* _Activity_
Omit every image, and transcribe the remaining entries exactly as given.

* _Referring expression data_
______

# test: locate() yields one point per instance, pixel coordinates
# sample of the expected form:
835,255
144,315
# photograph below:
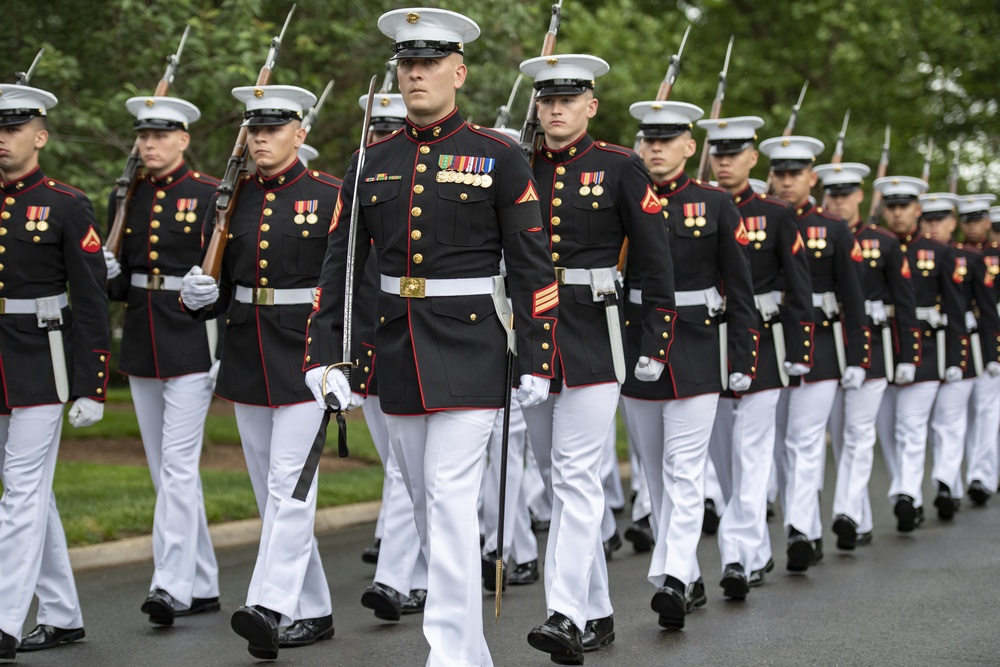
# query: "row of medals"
475,180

______

* _Result below_
# test: locate() yields one point per instance, pixel coordinates
# sample of the expected form:
835,255
144,315
# photograph below:
# query: "row of medals"
475,180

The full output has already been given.